• _Written instruction_:
Give every line from the first one through the line with "POLYGON ((64 334, 85" as a numbered list, leaving out any blank lines.

• _Recorded information_:
■ ■ ■

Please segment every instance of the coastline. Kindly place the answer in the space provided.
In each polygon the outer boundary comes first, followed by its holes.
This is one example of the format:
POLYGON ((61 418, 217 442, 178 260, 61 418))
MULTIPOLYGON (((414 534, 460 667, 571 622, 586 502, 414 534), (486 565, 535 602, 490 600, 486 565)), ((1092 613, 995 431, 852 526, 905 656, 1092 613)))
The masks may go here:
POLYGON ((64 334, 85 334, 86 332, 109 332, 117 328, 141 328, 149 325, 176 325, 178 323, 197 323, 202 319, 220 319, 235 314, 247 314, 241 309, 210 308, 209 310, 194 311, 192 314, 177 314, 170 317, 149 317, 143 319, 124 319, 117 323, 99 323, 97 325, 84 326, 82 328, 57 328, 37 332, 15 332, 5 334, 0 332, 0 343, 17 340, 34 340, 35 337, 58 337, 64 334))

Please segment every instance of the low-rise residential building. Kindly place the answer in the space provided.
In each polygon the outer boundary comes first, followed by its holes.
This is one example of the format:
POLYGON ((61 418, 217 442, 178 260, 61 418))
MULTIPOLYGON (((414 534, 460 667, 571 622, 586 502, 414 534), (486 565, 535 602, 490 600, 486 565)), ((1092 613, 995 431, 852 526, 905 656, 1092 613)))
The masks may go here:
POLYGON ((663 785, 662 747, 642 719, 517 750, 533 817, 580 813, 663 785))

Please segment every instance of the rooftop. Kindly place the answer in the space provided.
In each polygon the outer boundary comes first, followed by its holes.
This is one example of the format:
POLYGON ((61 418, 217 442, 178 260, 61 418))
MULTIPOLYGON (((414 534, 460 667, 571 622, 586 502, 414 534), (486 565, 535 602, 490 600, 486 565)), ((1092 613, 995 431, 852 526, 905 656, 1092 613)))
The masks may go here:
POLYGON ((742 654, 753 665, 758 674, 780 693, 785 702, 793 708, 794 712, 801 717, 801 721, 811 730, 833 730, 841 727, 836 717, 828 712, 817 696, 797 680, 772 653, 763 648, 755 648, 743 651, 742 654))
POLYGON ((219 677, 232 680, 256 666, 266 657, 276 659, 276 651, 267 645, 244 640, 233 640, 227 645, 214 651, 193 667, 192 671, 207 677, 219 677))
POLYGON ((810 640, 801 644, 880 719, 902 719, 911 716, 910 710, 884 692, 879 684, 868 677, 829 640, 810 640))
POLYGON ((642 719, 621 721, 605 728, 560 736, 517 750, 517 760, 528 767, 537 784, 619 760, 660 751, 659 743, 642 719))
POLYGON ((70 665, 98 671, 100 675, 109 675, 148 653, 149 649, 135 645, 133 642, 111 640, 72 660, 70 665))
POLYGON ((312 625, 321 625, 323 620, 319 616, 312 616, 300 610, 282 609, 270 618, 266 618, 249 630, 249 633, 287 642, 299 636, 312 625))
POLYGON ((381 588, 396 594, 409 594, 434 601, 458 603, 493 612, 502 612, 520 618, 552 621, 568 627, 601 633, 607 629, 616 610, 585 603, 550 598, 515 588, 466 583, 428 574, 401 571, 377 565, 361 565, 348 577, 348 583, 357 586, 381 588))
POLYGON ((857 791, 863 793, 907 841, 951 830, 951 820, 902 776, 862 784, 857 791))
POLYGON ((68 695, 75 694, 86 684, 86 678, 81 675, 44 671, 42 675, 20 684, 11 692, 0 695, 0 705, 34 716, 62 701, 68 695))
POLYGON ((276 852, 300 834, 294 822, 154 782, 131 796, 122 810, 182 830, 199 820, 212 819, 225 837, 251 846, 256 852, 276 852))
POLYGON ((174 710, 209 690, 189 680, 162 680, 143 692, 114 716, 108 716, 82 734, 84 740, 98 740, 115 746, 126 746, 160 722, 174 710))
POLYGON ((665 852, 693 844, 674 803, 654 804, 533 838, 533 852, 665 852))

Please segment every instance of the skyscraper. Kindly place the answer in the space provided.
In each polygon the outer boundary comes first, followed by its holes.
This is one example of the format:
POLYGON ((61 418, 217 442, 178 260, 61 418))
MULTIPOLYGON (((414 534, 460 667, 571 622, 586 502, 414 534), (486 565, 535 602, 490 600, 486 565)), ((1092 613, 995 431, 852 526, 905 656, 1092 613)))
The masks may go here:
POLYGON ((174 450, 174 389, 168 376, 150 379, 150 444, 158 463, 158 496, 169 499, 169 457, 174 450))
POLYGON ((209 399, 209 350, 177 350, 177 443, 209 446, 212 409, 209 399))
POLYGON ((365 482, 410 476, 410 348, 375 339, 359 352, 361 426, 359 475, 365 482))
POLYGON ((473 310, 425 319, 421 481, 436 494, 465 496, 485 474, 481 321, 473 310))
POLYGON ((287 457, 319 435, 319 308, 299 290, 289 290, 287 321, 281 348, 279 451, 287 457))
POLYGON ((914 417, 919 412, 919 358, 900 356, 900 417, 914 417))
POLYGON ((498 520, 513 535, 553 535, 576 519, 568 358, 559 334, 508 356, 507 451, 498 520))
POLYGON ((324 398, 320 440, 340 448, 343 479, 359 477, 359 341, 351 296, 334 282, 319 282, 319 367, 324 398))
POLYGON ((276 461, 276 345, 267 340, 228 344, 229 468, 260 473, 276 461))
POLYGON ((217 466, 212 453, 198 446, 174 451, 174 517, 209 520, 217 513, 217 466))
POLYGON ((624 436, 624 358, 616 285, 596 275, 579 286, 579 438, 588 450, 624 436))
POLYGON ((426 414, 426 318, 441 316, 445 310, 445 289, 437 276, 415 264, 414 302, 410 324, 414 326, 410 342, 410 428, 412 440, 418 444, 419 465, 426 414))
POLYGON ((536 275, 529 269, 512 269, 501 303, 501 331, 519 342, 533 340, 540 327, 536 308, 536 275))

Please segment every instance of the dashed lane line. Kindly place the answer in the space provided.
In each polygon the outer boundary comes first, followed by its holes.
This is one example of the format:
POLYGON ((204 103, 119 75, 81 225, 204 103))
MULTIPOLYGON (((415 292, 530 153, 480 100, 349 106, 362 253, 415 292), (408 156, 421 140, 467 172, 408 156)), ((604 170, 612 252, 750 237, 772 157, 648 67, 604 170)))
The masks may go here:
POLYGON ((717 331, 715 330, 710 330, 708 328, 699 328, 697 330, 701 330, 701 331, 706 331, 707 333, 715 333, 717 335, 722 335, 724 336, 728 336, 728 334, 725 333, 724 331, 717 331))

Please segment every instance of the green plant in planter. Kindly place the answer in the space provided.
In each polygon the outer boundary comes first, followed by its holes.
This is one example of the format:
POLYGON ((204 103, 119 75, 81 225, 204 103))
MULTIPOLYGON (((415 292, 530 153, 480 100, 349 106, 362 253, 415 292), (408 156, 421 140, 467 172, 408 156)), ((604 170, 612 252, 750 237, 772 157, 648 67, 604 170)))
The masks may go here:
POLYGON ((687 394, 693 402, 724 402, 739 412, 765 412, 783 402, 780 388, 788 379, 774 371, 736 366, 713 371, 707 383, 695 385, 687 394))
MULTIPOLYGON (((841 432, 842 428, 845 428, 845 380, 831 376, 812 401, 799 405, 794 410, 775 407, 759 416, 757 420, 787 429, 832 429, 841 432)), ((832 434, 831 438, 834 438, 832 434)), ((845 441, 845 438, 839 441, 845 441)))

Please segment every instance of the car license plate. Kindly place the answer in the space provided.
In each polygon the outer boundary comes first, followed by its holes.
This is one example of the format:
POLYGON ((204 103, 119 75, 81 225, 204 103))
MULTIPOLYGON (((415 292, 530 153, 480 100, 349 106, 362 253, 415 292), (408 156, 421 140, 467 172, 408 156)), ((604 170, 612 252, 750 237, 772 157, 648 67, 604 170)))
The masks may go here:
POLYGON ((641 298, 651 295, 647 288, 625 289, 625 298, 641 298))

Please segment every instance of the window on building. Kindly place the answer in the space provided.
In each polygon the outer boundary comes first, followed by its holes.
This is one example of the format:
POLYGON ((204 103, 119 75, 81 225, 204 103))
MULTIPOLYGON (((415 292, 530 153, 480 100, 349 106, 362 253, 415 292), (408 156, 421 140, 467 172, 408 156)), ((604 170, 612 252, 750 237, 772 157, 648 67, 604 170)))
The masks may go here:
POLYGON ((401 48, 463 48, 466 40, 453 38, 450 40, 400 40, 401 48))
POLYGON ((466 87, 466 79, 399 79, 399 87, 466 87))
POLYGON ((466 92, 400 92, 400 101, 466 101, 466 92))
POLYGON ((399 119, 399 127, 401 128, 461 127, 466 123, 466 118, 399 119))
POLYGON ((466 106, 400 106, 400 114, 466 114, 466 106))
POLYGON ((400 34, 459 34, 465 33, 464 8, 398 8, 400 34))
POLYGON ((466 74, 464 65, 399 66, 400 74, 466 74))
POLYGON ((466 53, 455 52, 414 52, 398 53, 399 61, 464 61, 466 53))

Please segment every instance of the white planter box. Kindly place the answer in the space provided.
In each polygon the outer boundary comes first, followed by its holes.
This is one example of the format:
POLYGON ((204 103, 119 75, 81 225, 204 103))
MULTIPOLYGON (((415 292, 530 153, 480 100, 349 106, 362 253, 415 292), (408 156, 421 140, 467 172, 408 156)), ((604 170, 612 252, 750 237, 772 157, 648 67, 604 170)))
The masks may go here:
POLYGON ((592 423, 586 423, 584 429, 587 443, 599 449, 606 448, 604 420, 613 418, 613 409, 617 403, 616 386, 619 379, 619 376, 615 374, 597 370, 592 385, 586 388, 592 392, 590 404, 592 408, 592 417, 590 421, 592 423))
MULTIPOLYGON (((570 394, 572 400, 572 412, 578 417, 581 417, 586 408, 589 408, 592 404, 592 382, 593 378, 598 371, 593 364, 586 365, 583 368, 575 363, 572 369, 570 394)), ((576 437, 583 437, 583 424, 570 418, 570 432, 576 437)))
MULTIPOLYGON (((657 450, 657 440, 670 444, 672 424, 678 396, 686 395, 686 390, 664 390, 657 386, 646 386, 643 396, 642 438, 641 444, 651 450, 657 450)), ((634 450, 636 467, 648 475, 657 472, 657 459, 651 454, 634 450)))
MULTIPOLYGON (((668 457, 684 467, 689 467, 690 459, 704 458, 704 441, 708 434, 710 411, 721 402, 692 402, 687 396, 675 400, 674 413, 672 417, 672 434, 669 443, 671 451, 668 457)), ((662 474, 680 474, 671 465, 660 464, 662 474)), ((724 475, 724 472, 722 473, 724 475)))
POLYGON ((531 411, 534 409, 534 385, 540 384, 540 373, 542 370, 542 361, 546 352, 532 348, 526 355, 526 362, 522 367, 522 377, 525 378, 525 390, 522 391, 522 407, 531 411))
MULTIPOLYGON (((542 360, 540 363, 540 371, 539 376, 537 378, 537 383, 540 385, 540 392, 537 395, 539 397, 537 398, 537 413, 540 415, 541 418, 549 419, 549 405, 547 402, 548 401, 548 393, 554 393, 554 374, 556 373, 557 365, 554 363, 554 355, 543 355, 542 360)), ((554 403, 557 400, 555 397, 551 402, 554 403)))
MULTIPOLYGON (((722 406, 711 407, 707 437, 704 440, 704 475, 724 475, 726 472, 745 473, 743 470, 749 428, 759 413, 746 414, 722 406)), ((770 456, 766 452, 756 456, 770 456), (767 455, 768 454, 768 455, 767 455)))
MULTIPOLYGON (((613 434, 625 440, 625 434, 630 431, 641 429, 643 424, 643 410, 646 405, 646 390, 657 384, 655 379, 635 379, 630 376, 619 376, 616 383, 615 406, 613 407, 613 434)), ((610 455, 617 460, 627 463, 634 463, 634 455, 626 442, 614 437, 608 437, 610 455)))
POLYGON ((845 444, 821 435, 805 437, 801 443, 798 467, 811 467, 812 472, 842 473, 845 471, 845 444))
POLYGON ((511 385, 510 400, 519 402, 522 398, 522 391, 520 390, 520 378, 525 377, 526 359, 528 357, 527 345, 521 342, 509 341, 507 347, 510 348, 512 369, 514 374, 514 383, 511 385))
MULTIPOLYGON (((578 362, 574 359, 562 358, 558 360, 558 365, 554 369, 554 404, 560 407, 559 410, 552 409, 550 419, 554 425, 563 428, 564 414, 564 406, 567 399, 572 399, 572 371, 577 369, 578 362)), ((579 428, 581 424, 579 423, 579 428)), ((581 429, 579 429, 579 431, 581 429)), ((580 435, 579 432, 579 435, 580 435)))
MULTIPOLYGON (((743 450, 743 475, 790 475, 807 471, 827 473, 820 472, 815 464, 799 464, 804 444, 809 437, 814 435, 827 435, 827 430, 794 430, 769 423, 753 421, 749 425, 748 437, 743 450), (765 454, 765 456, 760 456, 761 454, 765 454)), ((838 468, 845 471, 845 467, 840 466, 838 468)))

■ ■ ■

• _Correct response_:
1. Please segment every instance of the coastline. Kindly place the answer in the space provided.
2. In each polygon the outer boundary comes first, followed by its holes.
3. This is one example of the format:
4. POLYGON ((61 418, 217 442, 178 260, 61 418))
5. MULTIPOLYGON (((414 534, 460 667, 571 622, 586 502, 414 534), (486 565, 535 602, 490 600, 486 565)), ((1092 613, 995 431, 852 526, 905 656, 1092 613)))
6. The masks may go here:
7. POLYGON ((64 334, 85 334, 86 332, 109 332, 117 328, 141 328, 149 325, 176 325, 178 323, 197 323, 202 319, 220 319, 235 314, 247 314, 241 309, 210 308, 209 310, 194 311, 192 314, 177 314, 170 317, 149 317, 143 319, 124 319, 117 323, 99 323, 97 325, 84 326, 82 328, 57 328, 37 332, 15 332, 5 334, 0 332, 0 343, 17 340, 34 340, 35 337, 58 337, 64 334))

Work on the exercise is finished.